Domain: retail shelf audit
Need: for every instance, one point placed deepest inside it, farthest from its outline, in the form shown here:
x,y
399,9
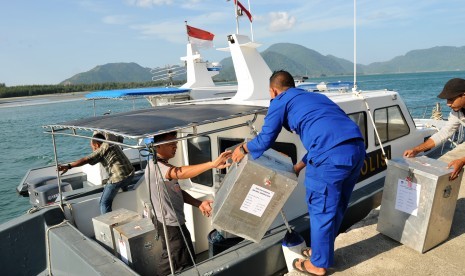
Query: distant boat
x,y
206,127
342,86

**About this task**
Output the data above exactly, excluding images.

**Exercise response**
Domain: retail shelf audit
Need: for every instance, one point placed deepest inside it, farthest from its outline, in the form shown here:
x,y
399,9
Query: distant boat
x,y
206,127
342,86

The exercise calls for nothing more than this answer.